• _Referring expression pointing data_:

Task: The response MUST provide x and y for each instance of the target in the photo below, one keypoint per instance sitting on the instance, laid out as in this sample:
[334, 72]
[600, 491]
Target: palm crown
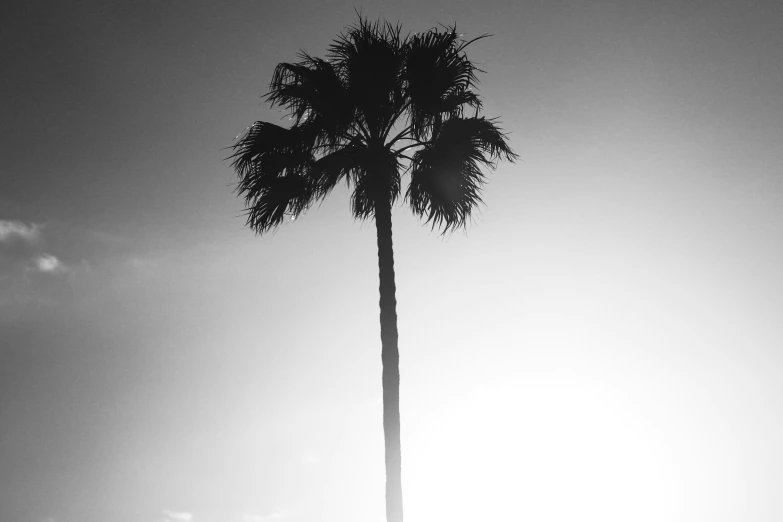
[381, 105]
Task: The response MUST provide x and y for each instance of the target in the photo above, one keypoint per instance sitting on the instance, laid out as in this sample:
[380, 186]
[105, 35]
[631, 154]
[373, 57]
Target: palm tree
[380, 106]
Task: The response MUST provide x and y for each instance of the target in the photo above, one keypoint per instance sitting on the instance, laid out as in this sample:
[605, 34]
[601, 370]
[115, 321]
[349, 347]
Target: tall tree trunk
[390, 358]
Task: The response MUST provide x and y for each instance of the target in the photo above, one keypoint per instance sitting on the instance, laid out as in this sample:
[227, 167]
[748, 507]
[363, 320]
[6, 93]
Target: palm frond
[376, 181]
[369, 58]
[439, 78]
[271, 199]
[313, 92]
[345, 163]
[446, 175]
[273, 165]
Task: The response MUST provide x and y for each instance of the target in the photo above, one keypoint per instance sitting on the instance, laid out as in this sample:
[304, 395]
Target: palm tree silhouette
[379, 106]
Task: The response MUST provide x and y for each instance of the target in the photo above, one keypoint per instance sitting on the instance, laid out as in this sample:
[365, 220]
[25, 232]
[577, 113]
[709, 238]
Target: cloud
[310, 458]
[274, 516]
[11, 230]
[177, 516]
[49, 263]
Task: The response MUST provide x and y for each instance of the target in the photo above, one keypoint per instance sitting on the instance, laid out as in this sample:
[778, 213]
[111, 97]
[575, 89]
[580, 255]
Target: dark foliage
[344, 109]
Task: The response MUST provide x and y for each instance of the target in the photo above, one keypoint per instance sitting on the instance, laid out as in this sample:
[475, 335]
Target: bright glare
[561, 442]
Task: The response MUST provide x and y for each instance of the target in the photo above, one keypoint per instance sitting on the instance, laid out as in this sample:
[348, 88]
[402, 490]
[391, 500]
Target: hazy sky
[604, 343]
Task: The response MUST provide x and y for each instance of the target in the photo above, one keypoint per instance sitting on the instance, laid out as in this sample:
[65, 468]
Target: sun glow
[566, 440]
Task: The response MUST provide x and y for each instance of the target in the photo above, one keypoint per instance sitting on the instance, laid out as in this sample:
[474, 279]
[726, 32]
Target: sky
[603, 342]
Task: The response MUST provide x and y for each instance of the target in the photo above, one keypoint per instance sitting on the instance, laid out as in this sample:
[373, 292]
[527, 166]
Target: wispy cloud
[274, 516]
[49, 263]
[10, 230]
[310, 458]
[177, 516]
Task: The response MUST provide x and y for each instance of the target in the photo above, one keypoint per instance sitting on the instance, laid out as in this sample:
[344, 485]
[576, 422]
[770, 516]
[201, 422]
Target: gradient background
[604, 343]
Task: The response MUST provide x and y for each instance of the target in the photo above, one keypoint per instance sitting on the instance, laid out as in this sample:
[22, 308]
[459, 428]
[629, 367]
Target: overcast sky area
[603, 343]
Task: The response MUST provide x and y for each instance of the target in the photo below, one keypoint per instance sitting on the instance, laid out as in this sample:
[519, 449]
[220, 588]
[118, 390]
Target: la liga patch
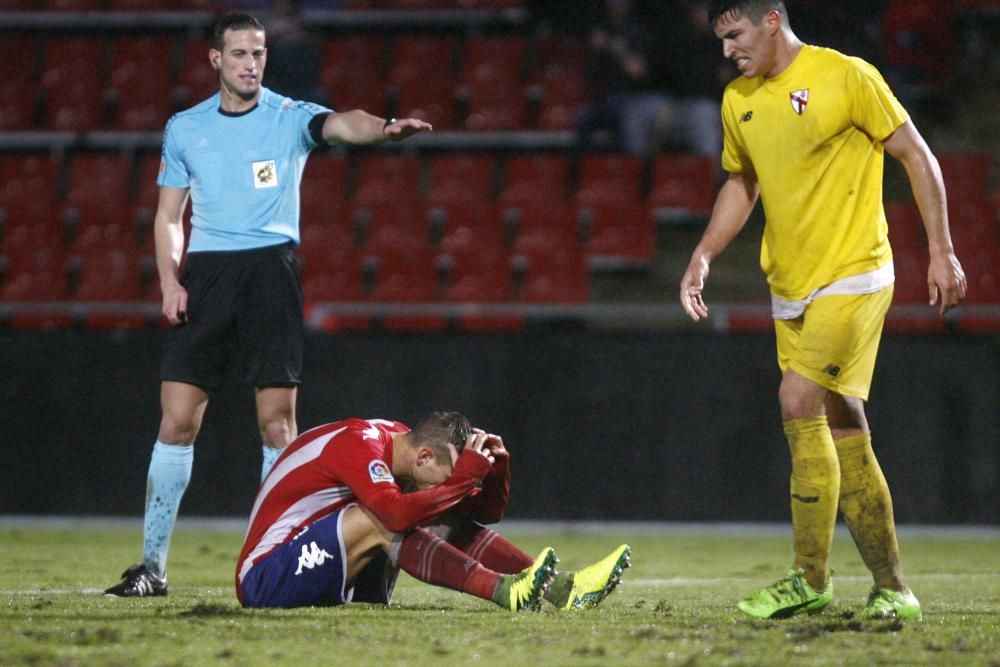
[379, 472]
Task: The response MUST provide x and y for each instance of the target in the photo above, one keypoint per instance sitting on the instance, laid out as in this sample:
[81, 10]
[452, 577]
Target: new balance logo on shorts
[312, 556]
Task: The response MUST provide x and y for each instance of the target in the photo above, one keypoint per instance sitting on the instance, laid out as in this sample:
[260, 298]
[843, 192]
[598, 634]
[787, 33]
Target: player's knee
[797, 403]
[178, 430]
[277, 430]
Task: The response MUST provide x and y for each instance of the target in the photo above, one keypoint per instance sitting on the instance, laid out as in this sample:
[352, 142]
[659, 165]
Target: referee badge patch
[265, 174]
[379, 471]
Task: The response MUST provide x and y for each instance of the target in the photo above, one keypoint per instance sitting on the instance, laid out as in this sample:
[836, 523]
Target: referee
[239, 155]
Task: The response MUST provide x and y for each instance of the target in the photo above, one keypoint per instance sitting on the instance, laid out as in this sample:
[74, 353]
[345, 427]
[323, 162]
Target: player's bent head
[754, 10]
[440, 429]
[233, 21]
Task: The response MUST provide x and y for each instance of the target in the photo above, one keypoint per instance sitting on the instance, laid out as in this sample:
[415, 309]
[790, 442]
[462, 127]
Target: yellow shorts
[835, 341]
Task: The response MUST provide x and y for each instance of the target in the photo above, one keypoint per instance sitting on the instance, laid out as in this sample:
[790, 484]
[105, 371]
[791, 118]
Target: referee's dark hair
[233, 21]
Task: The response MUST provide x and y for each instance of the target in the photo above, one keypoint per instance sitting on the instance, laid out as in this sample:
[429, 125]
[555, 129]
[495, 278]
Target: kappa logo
[312, 556]
[265, 174]
[799, 100]
[379, 472]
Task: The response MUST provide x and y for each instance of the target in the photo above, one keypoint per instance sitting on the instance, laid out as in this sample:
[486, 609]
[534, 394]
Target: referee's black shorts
[242, 306]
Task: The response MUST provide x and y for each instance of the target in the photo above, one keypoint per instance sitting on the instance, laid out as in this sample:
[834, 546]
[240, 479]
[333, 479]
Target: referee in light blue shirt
[239, 155]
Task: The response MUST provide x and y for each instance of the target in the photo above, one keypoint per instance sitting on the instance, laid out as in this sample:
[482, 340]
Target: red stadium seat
[147, 192]
[197, 80]
[966, 176]
[491, 82]
[323, 188]
[28, 185]
[615, 233]
[411, 276]
[334, 276]
[556, 72]
[905, 227]
[18, 101]
[531, 179]
[99, 184]
[35, 274]
[559, 275]
[682, 185]
[911, 276]
[610, 175]
[476, 277]
[74, 89]
[388, 228]
[382, 177]
[112, 275]
[462, 175]
[422, 79]
[538, 230]
[140, 67]
[352, 73]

• _TASK STATEMENT_: Could you give all the records again, exactly, minus the pictures?

• _OUTPUT BELOW_:
Task: The response MUST provide x and y for each instance of the target in the photo below, one keypoint per instance sitting on the instance, laid out as in this sample:
[334, 72]
[600, 491]
Target: palm crown
[381, 105]
Task: The response MUST provide x and y for each instance of the target in the photo above, one keypoint per instance sitting on the instance, laid out as in this sample:
[380, 186]
[105, 35]
[631, 154]
[373, 57]
Target: palm tree
[380, 106]
Task: The response MUST provide x and y for each instance of the target in the photo above, one keypoint per instance sitting on the instance, laid out as in this sample:
[605, 34]
[601, 370]
[115, 321]
[349, 347]
Target: tall tree trunk
[390, 358]
Task: The response MUST provide x and y for each instance of the target in the photo above, one keypoint per instance sitting on the instance, laid out as in this sample:
[227, 167]
[748, 507]
[363, 320]
[6, 93]
Target: palm frond
[376, 181]
[369, 58]
[439, 78]
[271, 199]
[313, 92]
[345, 163]
[446, 175]
[273, 165]
Task: The response MUST provide x and y for each instance of the target in the photo above, one keypoint per instance sitting on the instance, laid out as in this sample:
[304, 395]
Target: palm tree silhouette
[379, 106]
Task: The response MUST provide x and y for each instance of the target in the photo above, one keypoint per instance sitting on the instance, laid out as in this sample:
[365, 220]
[25, 232]
[577, 113]
[709, 238]
Target: cloud
[310, 458]
[274, 516]
[11, 230]
[177, 516]
[49, 263]
Task: The response MUST provide x and y for each instance of the target in the photo above, one keypoint per instance sitting on the instance, laid out as in this sample:
[778, 213]
[111, 97]
[575, 89]
[580, 255]
Target: dark foliage
[344, 109]
Task: The response MUST provide x and y for each instance of the target in the photo above, one keypoint per instance sitting on the instance, laid out as in this sample:
[475, 335]
Target: bright glare
[561, 442]
Task: The response MUST provide x and y for each instance of the target in the photo above, one keypoint per instance sitting on the instance, laid out as in this sample:
[348, 88]
[402, 490]
[391, 500]
Target: hazy sky
[604, 343]
Task: The response MUST provide x and y for each instance of the target in the photo above, one keypoint per instance sitting on the instance, laid out as in this sample:
[65, 468]
Target: sun glow
[566, 440]
Task: The response MUST provide x and y for each instance of the target in the photo above, one keypoint per instance sitting on the instance, laid out as in this sample:
[474, 279]
[726, 32]
Target: sky
[603, 342]
Task: The response MUST provide x and y for each instance of the target in the photo above, one keypoint per instance sitting on the instance, laid out as in this sample:
[373, 292]
[527, 166]
Target: wispy cloud
[274, 516]
[49, 263]
[10, 230]
[310, 458]
[177, 516]
Task: The response MUST provide x and y for each instance of the target in the photo above, one keypoint per instance sitting on the instance, laid out as in this sample:
[344, 485]
[576, 422]
[770, 516]
[201, 422]
Target: gradient background
[604, 343]
Task: The response MUST provide x and y for each instance of the target in the photo above, one keypoint per instance sitting on the instance, laid out as in this sample:
[22, 308]
[459, 428]
[629, 367]
Target: overcast sky area
[603, 343]
Task: The response MUST provide x and y for each instance of the target in the photo below, one keypoint per instance sitting on the instance, laid out as in this sample:
[519, 449]
[220, 588]
[118, 390]
Target: la liga patch
[379, 472]
Task: The response MUST provide x and y for each instance of the target in the photo above, one keypoint per instance sitting on the instance, laid out as in this sample:
[81, 10]
[452, 577]
Target: new balance logo on shorts
[312, 556]
Task: The response MUST provide x and y for each instance of the target in the photo above, one keypoint per instance sitting on the instance, laid out as in this sample:
[260, 298]
[843, 192]
[598, 634]
[787, 33]
Target: player's knee
[797, 403]
[178, 430]
[277, 430]
Task: The response MUST provide x and y for each instance of the target in the photo above, one keypoint per instance sitting on the instance, laid out as in this sample:
[352, 142]
[659, 165]
Target: referee badge patch
[265, 174]
[379, 471]
Task: The response MUST provide x and y for each instance of the target in the photo above, one keypoint per instance sitting on the instance, laid out as in this sample:
[836, 523]
Target: referee
[239, 155]
Task: The response MUST provide x and y for each instance of the target in the photo above, one keypoint per instance sitting on the instance, laid out as in this sample:
[74, 353]
[345, 427]
[323, 162]
Target: player's bent head
[754, 10]
[440, 429]
[233, 21]
Task: The response MUST provide x and y for each instance of the target in the photo above, one keypoint per instance sitting on the instance, laid out as in this sample:
[415, 309]
[790, 442]
[462, 127]
Target: yellow shorts
[835, 341]
Task: The response MUST provide x and y for each instance of the target in the photo above, one keypoint per instance sitting on the instance, laid out as in this sample:
[790, 484]
[105, 371]
[791, 118]
Target: referee's dark hair
[233, 21]
Task: The response MUST provide x and y for each instance of the target in the photo above, one keypoint per instance sitting on the instance, laid out as in this sample:
[429, 125]
[555, 129]
[495, 278]
Target: kappa logo
[312, 556]
[265, 174]
[799, 100]
[379, 472]
Task: The response MUST provide x and y for each instance of the target in the photo above, one keypoint per instance sitting on the instance, laid out as in this sample:
[486, 609]
[534, 394]
Target: referee's black shorts
[242, 306]
Task: The response MUST provide x and y for each instance of the target in the photo above, one keypoint per instance sitting on the instance, laid out as in this sample:
[834, 546]
[240, 479]
[333, 479]
Target: referee in light blue shirt
[239, 155]
Task: The response MUST provide x and y for each instance of the target in the photo above, one keypoint per instance sitting on the instance, laid out as in this sample:
[482, 340]
Target: red stadium seat
[147, 192]
[197, 80]
[966, 176]
[491, 82]
[323, 188]
[28, 185]
[615, 233]
[411, 276]
[334, 276]
[556, 72]
[905, 227]
[18, 101]
[531, 179]
[99, 184]
[35, 274]
[559, 275]
[682, 185]
[911, 276]
[610, 175]
[476, 277]
[74, 89]
[388, 228]
[382, 177]
[112, 275]
[462, 175]
[422, 79]
[538, 230]
[140, 67]
[352, 73]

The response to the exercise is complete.